# [Tasks and exercises]
A – Translate this sentence from the forum thread on hand-drawn maps into Spanish: "That's actually a good way to start a map; I've done it more than once before."
B – Pick up the forum thread on hand-drawn maps after its final sentence and carry it on.

# [Text block]
* * *

Oops, I forgot. This one's on the back of an old business card. Sort of.

----------


## Schwarzkreuz

Indeed, i did the same. Better to collect stuff than having to many unfunished WIPs and Tests.

----------


## Gamerprinter

I find when I participate in monthly challenges, that's when I do most of my experiments. I really don't doodle small maps on my own as experiments (at least not in 10 years). In fact regarding hand-drawn maps, I tend to avoid letter size and smaller pieces of paper because of the lack of space to draw larger areas, and I find the pen lines too thick at that scale. I prefer hand-drawing to nothing smaller than an 18" x 24" piece of paper, and more often 24" x 36" and larger. Of course, because I have access to large format scanners (42" wide by any reasonable length), drawing on large sheets makes more sense for me.

Really, I trust my hand-drawing skills enough, and my cartography/geology/geography knowledge well enough, that I often experiment on a map intended to be a finished piece as a professional commission or for a map I intend to publish myself. I don't doodle, I generally only work on maps that I intend to be finished and used - not put in some doodle pile.

----------


## priggs

Nice drawings! I especially liked that first one. It has tons of texture.

----------


## Chashio

A couple of sketchbook maps I drew this morning during breakfast. Both of them are pencil on paper that have been photographed with likely the poorest quality phone camera in use today  :Very Happy:  and fiddled with in photoshop. That's actually a good way to start a map; I've done it more than once before. 

The only thing that didn't originate as pencil is the red mark in the corner of the oriental-esk one, which I happily made up on the spot. It's partially based off of an anchor. I'm definitely going to do a future map based off the oriental-esk style... I like that one quite a bit. The other one is simply play, eventually I'll draw something in a style somewhere between a panorama and a Redwall map. Yep, that'll be fun too.

* * *

# [Dataset excerpts]

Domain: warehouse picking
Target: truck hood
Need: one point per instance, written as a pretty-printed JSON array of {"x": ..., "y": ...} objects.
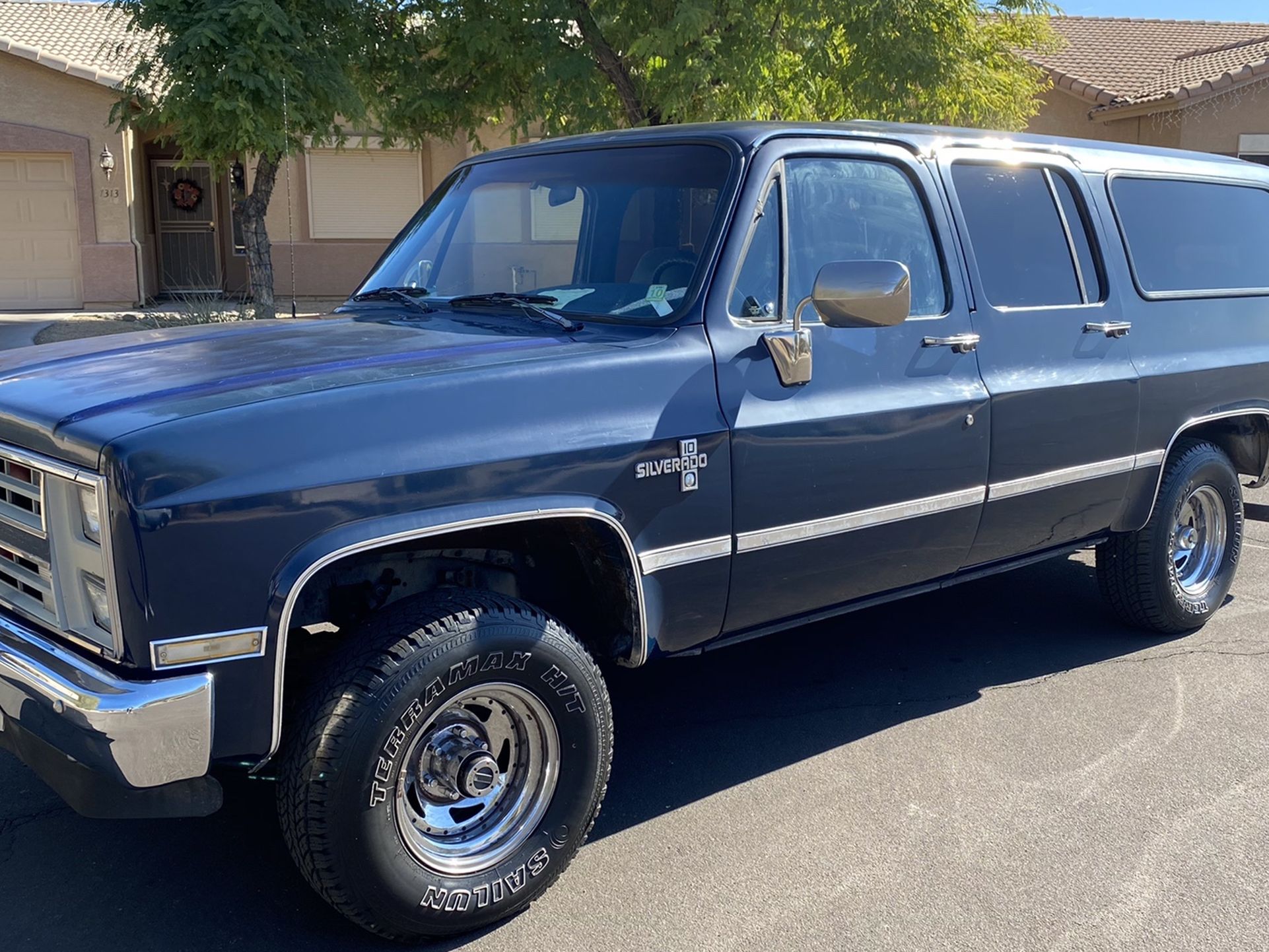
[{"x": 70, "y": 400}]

* * *

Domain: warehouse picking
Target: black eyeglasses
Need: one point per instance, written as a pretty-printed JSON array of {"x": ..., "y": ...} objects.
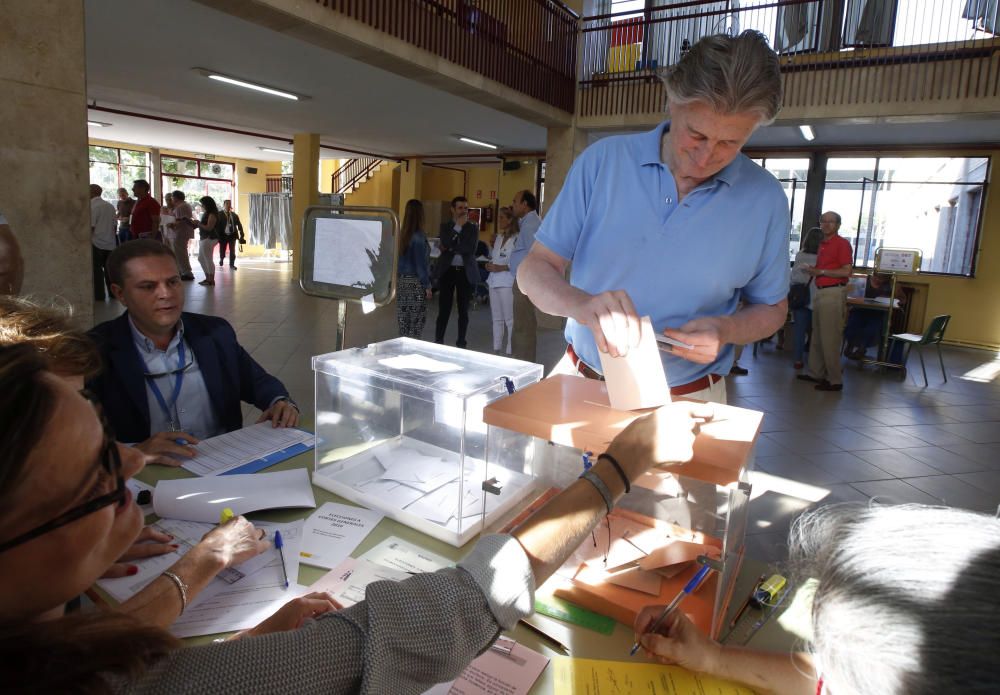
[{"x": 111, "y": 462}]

* * *

# [Responses in order]
A – En realidad, esa es una buena manera de empezar un mapa; ya lo he hecho más de una vez.

B –
----------


## Chashio

Style sketches from the graph book. I don't do much with graph paper these days, so figured I'd put it to experimental use.

pic #1: pen and single-color wash (inktense pencils applied with brush) And, yes, I'm aware of the cruddy labeling.
pic #2: color wash
pic #3: pen and color wash
pic #4: pencil, pen, color wash. Random fragments that eventually ran into each other.

----------


## Chashio

The end. No more in this thread.

----------


## Lingon

What!? No more of your awesome experiments? Now I'm sad…

Nah, do what you feel like of course. But I like your sketches a lot  :Smile:

----------


## Chashio

> What!? No more of your awesome experiments? Now I'm sad…
> 
> Nah, do what you feel like of course. But I like your sketches a lot


Thanks, but they take too much time to photo and edit into a viewable quality and I'm usually putting less effort into the quality of the sketches themselves.

----------


## Lingon

Yeah, I can understand that. Thanks for taking that time with the pieces you posted  :Smile:

----------


## J.Edward

What's up with this thread? Will we see some new stuff, maybe?

----------


## Chashio

Okay, okay... 
I know I've been horribly inactive for a while. Understatement.
To compensate for this terribly despicable habit, without further ado...
Here's a small collection of some of the map stuffs I did in 2016.
These are just the digital ones. Some are based on Challenge ideas.
They are all unfinished. Many are just sketches... unfinished.  :Neutral:

----------


## J.Edward

Excellent stuff Chashio  :Smile: 
I love the one with Bunnicula  :Very Happy: 
And the greyscale one to his right.
Oh, and the one diagonally up to the left... sort of cream and blue. Yes, that is nice.  :Smile: 

You have got some wonderful skillz  :Wink: 
Wish we got to see more of this splendid stuff more often [hint hint]  :Wink:

----------


## Voolf

Those are gorgeous. Even if some are unfinished, i love the style without lines, just colour. Splendid, thank you for uploading those.

----------


## Chashio

Thank you John  :Smile:   and Voolf  :Very Happy: 

Hehe, Bunnicula was fun. And the Isle/Island of Greyscale. Well, probably all of 'em. I will try to be more active in the future.  :Wink:  Drawing/painting maps is fun.

----------


## ThomasR

These are very promising and in some cases simply awesome sketches !

----------


## snodsy

Love the title of the tread!  Also love the "year in review" - the bottom left with the skeletal dragons is awesome, do you have a separate thread for this one or a higher RES.  Some of the others ones are also awesome. You are a true artist, wish I had that talent.  Thanks for sharing.

----------


## Chashio

Thank you thomrey  and snodsy  :Smile: 
The dragon piece  :Very Happy:  from the July random generator challenge. 'Obsidian outcrop in a verdant forest, smoke hanging in the air.' Addicting thing, that generator. I did a whole bunch of sketches from such tidbits, but most were just scene-type illustrations.
None of these have their own threads yet. As I do more with them I will likely post higher res versions in new threads, but I'm not sure when that'll be.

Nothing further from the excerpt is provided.